### DIRECTIONS FOR THIS TASK
Give back exactly the lines from the one containing "Objective: one point per instance of the ear" through the end of the records, including both, and no others.

Point localization data
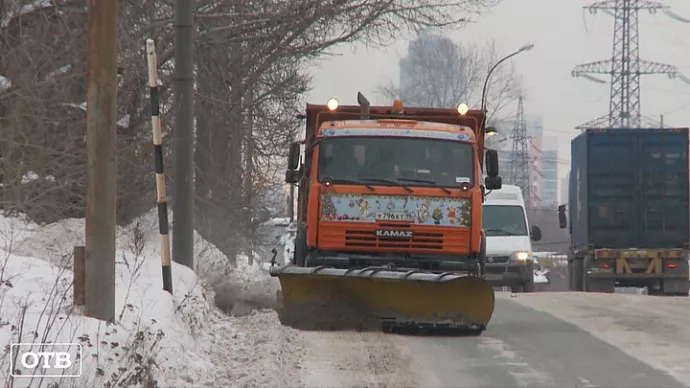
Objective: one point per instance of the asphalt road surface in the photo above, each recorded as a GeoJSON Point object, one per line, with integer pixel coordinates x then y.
{"type": "Point", "coordinates": [526, 348]}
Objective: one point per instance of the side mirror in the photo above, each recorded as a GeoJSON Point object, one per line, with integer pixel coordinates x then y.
{"type": "Point", "coordinates": [292, 176]}
{"type": "Point", "coordinates": [493, 182]}
{"type": "Point", "coordinates": [562, 219]}
{"type": "Point", "coordinates": [491, 163]}
{"type": "Point", "coordinates": [264, 215]}
{"type": "Point", "coordinates": [293, 156]}
{"type": "Point", "coordinates": [536, 233]}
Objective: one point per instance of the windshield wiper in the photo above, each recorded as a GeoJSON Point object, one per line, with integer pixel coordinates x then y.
{"type": "Point", "coordinates": [427, 181]}
{"type": "Point", "coordinates": [390, 182]}
{"type": "Point", "coordinates": [346, 181]}
{"type": "Point", "coordinates": [497, 230]}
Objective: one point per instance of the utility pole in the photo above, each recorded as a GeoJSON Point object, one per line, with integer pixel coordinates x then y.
{"type": "Point", "coordinates": [183, 135]}
{"type": "Point", "coordinates": [520, 166]}
{"type": "Point", "coordinates": [249, 176]}
{"type": "Point", "coordinates": [101, 156]}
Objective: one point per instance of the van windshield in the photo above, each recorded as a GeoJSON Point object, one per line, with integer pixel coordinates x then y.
{"type": "Point", "coordinates": [503, 220]}
{"type": "Point", "coordinates": [395, 161]}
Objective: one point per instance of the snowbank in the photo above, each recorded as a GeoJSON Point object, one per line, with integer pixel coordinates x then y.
{"type": "Point", "coordinates": [156, 336]}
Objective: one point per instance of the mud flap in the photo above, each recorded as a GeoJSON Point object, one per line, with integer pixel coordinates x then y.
{"type": "Point", "coordinates": [375, 298]}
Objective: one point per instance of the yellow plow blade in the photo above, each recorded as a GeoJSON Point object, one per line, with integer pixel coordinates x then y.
{"type": "Point", "coordinates": [338, 298]}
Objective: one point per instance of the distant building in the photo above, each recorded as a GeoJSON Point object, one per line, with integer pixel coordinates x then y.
{"type": "Point", "coordinates": [565, 187]}
{"type": "Point", "coordinates": [549, 178]}
{"type": "Point", "coordinates": [504, 144]}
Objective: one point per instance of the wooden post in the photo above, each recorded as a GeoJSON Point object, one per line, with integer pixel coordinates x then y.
{"type": "Point", "coordinates": [79, 280]}
{"type": "Point", "coordinates": [101, 195]}
{"type": "Point", "coordinates": [157, 136]}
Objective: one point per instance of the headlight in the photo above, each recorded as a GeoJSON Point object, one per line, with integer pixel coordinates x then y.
{"type": "Point", "coordinates": [522, 255]}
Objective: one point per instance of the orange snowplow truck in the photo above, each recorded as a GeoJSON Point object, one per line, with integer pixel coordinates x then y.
{"type": "Point", "coordinates": [389, 219]}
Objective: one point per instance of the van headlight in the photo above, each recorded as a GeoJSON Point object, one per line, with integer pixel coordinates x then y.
{"type": "Point", "coordinates": [522, 255]}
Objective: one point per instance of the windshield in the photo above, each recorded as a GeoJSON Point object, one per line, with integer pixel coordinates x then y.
{"type": "Point", "coordinates": [396, 161]}
{"type": "Point", "coordinates": [502, 220]}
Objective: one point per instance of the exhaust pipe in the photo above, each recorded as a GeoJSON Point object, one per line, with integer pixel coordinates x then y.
{"type": "Point", "coordinates": [364, 105]}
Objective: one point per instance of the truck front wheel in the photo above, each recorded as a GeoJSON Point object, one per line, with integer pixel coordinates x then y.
{"type": "Point", "coordinates": [300, 246]}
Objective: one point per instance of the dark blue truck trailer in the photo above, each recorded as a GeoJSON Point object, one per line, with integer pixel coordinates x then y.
{"type": "Point", "coordinates": [628, 212]}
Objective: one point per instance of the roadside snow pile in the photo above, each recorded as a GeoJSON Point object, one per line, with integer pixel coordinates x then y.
{"type": "Point", "coordinates": [157, 337]}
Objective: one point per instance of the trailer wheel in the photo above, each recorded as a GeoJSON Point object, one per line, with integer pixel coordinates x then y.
{"type": "Point", "coordinates": [577, 274]}
{"type": "Point", "coordinates": [528, 286]}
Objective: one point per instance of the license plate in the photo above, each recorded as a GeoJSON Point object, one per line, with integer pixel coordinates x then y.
{"type": "Point", "coordinates": [394, 216]}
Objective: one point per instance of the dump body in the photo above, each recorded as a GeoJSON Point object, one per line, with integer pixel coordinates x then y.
{"type": "Point", "coordinates": [379, 232]}
{"type": "Point", "coordinates": [628, 210]}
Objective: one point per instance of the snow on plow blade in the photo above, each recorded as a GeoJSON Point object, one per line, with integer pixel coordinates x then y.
{"type": "Point", "coordinates": [375, 298]}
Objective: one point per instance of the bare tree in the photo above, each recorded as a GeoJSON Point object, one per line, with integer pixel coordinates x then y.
{"type": "Point", "coordinates": [437, 72]}
{"type": "Point", "coordinates": [252, 58]}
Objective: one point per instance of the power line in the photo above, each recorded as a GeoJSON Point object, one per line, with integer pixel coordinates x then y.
{"type": "Point", "coordinates": [625, 66]}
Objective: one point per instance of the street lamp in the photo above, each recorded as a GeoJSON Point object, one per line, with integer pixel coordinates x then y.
{"type": "Point", "coordinates": [526, 47]}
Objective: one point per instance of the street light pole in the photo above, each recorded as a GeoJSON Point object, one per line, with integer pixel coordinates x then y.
{"type": "Point", "coordinates": [526, 47]}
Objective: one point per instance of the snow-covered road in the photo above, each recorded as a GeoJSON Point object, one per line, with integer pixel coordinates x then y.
{"type": "Point", "coordinates": [220, 329]}
{"type": "Point", "coordinates": [535, 340]}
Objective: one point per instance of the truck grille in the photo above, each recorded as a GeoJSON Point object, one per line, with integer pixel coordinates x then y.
{"type": "Point", "coordinates": [367, 238]}
{"type": "Point", "coordinates": [498, 259]}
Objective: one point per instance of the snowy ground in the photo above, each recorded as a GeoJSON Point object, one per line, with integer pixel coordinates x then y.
{"type": "Point", "coordinates": [180, 340]}
{"type": "Point", "coordinates": [651, 329]}
{"type": "Point", "coordinates": [185, 340]}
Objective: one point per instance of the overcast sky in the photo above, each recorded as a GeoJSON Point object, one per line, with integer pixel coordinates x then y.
{"type": "Point", "coordinates": [564, 36]}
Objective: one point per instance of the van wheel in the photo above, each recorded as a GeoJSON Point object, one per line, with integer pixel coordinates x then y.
{"type": "Point", "coordinates": [300, 246]}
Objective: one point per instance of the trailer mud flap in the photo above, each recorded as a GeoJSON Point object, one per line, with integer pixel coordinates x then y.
{"type": "Point", "coordinates": [377, 298]}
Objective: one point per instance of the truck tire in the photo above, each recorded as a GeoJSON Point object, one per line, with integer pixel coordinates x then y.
{"type": "Point", "coordinates": [578, 274]}
{"type": "Point", "coordinates": [300, 256]}
{"type": "Point", "coordinates": [528, 287]}
{"type": "Point", "coordinates": [675, 287]}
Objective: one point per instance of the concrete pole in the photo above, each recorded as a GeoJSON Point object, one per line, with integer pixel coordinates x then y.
{"type": "Point", "coordinates": [101, 179]}
{"type": "Point", "coordinates": [183, 135]}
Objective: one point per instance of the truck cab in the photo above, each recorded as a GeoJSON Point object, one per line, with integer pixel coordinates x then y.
{"type": "Point", "coordinates": [509, 260]}
{"type": "Point", "coordinates": [395, 186]}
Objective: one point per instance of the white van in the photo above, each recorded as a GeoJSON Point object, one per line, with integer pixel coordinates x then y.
{"type": "Point", "coordinates": [509, 239]}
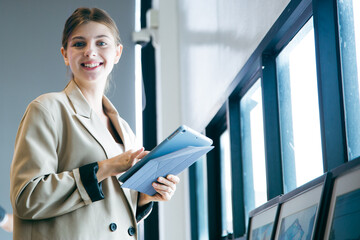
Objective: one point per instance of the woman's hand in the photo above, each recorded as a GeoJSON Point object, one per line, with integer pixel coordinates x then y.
{"type": "Point", "coordinates": [119, 164]}
{"type": "Point", "coordinates": [165, 188]}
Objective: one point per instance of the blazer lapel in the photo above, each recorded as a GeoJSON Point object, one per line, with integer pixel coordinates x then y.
{"type": "Point", "coordinates": [99, 131]}
{"type": "Point", "coordinates": [127, 142]}
{"type": "Point", "coordinates": [87, 117]}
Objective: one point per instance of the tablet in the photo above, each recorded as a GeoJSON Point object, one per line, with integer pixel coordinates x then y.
{"type": "Point", "coordinates": [181, 138]}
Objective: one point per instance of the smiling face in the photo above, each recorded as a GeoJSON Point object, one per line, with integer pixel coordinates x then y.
{"type": "Point", "coordinates": [91, 53]}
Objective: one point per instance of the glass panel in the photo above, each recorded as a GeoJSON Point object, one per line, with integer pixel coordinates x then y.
{"type": "Point", "coordinates": [227, 220]}
{"type": "Point", "coordinates": [349, 30]}
{"type": "Point", "coordinates": [253, 153]}
{"type": "Point", "coordinates": [299, 110]}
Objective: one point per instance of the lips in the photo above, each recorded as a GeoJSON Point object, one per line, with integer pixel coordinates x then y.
{"type": "Point", "coordinates": [91, 65]}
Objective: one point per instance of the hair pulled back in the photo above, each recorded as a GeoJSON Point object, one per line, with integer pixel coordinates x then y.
{"type": "Point", "coordinates": [84, 15]}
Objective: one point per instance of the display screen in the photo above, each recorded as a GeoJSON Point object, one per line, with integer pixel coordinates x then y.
{"type": "Point", "coordinates": [263, 232]}
{"type": "Point", "coordinates": [298, 226]}
{"type": "Point", "coordinates": [346, 220]}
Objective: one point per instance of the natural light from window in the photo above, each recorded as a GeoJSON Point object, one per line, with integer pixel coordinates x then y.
{"type": "Point", "coordinates": [299, 109]}
{"type": "Point", "coordinates": [226, 184]}
{"type": "Point", "coordinates": [252, 139]}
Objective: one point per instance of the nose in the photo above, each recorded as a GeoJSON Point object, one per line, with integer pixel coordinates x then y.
{"type": "Point", "coordinates": [90, 51]}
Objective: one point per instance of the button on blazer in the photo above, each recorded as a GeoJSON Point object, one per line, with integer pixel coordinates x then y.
{"type": "Point", "coordinates": [57, 135]}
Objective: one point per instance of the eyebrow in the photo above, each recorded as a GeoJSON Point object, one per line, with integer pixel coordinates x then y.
{"type": "Point", "coordinates": [82, 38]}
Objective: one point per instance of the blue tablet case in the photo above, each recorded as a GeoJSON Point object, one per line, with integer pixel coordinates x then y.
{"type": "Point", "coordinates": [180, 139]}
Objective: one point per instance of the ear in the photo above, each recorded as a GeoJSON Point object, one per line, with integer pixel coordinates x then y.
{"type": "Point", "coordinates": [63, 52]}
{"type": "Point", "coordinates": [119, 49]}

### SOLVED PROBLEM
Objective: one point per instance of the ear in the photo above, each recorded as a GeoJSON Point object, one per line, with integer pixel coordinates x then y.
{"type": "Point", "coordinates": [63, 52]}
{"type": "Point", "coordinates": [119, 49]}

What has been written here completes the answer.